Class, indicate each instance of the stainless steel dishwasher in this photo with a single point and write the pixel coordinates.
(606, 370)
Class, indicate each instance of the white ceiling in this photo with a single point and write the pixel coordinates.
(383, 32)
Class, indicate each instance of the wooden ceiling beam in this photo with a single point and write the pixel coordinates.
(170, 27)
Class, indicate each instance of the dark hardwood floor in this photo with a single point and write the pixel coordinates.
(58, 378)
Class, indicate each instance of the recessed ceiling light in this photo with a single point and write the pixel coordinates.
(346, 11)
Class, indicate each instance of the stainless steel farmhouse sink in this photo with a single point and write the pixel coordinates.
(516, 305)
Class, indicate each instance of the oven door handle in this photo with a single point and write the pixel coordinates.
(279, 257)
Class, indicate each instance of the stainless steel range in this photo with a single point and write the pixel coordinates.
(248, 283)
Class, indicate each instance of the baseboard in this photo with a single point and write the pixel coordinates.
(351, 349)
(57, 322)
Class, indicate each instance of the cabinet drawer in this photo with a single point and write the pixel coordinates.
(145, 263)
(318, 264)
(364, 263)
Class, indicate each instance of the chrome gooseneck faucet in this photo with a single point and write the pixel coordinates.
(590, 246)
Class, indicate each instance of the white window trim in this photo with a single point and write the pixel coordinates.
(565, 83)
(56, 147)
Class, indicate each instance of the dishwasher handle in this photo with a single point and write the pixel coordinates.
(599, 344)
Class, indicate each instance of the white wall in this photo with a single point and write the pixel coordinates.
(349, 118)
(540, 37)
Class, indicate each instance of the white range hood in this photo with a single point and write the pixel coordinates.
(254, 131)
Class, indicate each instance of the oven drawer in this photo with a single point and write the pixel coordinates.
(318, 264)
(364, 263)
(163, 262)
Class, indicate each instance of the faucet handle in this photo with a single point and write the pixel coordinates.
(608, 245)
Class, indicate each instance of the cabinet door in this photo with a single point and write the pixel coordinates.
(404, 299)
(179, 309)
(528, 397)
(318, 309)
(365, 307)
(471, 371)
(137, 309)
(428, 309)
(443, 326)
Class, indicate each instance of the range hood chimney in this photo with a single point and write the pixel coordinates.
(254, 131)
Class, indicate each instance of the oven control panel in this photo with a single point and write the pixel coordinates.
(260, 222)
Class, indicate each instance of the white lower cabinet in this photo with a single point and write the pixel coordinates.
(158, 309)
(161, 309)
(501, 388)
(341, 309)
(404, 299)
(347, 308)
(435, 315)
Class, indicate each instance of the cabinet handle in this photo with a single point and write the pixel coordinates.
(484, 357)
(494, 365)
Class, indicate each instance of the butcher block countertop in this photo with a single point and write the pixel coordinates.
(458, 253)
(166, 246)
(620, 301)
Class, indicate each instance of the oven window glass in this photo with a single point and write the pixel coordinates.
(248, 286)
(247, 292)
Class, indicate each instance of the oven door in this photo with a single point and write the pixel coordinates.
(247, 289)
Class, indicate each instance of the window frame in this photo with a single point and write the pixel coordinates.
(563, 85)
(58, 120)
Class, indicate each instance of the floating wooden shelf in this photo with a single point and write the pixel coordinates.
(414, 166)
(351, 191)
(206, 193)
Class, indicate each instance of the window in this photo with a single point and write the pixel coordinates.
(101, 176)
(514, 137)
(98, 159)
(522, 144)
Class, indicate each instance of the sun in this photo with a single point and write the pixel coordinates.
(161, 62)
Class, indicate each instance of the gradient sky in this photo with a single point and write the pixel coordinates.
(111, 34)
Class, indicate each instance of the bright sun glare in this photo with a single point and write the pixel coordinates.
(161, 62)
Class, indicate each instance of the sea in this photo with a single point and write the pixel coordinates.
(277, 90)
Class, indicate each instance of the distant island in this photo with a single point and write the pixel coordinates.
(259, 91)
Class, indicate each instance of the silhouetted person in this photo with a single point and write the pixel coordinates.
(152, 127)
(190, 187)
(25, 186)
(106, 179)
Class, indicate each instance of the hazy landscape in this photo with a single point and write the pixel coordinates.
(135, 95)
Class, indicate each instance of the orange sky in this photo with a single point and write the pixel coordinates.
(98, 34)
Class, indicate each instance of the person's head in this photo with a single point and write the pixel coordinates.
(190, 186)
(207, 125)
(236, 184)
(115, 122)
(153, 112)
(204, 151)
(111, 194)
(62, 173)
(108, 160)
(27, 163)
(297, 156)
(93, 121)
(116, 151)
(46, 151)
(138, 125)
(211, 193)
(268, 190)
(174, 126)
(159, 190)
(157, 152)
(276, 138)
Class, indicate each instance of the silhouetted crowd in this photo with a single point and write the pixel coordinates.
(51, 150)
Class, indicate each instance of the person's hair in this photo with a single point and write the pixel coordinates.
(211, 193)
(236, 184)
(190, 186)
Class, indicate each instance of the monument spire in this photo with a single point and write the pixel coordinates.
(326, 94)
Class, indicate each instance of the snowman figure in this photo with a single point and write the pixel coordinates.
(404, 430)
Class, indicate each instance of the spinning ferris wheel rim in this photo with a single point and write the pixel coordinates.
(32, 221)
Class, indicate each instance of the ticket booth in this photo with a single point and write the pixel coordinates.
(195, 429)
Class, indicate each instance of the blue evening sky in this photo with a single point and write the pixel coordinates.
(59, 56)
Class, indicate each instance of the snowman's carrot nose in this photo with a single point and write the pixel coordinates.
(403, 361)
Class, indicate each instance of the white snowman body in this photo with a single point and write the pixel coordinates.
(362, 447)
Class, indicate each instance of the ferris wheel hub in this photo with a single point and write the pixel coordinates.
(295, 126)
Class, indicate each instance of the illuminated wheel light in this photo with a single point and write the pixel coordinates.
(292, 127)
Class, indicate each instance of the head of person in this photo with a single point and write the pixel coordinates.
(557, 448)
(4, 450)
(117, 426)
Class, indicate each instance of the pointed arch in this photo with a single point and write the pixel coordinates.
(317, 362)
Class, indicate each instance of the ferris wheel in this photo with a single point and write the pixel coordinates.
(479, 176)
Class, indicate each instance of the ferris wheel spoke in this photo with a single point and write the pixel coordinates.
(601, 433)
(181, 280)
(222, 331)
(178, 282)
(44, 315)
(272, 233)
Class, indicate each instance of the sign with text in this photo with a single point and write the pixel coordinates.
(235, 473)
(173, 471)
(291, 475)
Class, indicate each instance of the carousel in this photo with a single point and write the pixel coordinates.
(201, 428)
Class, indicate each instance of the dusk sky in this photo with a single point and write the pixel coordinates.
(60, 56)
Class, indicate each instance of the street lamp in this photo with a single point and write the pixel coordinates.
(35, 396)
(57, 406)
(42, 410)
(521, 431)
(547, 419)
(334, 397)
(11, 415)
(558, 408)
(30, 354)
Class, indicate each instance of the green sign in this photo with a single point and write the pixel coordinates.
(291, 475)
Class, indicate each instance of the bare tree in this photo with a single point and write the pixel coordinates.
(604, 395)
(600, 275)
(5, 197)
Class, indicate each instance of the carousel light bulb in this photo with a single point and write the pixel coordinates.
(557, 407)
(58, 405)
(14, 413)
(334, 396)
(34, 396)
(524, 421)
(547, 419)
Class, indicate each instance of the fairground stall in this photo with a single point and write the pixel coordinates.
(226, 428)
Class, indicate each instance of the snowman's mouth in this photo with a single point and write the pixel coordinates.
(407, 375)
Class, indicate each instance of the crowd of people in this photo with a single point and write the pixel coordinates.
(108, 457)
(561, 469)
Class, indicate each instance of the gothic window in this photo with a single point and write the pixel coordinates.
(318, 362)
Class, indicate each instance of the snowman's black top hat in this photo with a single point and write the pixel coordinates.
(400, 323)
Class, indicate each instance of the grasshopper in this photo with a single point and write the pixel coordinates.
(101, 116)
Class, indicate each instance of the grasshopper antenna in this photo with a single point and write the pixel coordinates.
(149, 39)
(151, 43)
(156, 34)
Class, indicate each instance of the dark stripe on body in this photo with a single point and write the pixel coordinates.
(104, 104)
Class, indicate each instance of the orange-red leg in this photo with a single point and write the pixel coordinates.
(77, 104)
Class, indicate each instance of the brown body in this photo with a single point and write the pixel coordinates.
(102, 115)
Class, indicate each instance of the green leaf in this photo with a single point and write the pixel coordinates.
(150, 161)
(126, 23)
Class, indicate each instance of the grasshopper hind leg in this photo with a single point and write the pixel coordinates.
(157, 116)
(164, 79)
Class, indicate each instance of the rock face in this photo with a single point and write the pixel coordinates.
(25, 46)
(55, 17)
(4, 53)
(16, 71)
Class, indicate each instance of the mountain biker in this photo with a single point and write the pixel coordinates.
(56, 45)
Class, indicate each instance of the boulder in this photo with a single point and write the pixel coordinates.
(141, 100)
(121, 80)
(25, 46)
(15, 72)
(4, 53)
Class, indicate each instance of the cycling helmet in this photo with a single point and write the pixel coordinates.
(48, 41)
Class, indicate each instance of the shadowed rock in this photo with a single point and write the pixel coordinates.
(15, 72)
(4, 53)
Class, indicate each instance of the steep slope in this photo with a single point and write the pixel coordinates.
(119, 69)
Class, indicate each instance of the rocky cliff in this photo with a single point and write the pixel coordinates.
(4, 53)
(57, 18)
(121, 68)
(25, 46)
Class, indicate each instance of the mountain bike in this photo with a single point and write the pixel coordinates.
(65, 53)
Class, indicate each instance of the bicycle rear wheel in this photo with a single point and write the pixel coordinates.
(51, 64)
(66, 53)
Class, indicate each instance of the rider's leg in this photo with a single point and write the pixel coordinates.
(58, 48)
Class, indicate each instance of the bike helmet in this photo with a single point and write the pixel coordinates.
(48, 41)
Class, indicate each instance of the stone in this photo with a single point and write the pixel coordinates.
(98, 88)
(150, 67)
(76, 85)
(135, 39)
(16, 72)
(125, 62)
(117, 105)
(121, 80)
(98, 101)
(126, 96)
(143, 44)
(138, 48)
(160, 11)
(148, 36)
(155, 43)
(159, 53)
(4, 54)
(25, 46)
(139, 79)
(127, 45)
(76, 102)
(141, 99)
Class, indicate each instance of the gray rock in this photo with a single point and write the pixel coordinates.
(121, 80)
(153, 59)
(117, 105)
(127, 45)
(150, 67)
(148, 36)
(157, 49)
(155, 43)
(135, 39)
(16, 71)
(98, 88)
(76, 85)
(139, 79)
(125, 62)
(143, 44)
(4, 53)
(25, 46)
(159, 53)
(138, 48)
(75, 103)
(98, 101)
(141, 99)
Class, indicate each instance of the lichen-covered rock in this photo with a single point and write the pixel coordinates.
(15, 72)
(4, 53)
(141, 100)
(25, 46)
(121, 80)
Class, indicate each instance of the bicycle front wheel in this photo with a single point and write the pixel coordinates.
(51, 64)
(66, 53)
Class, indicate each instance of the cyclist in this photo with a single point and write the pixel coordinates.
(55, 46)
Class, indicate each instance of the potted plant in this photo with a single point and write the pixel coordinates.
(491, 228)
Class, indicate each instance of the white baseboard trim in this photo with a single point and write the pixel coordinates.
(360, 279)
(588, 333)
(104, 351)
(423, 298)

::::::

Exercise goal:
Copy word for word everything from the line containing "Class, indicate each instance of the potted" down through the last line of the material.

Reply:
Class, indicate each instance of the potted plant in this photo with a single point and write the pixel coordinates.
(491, 228)
Class, indicate each instance of the white baseboard trim in this photo with a single point and write the pixel coordinates.
(360, 279)
(588, 333)
(104, 351)
(423, 298)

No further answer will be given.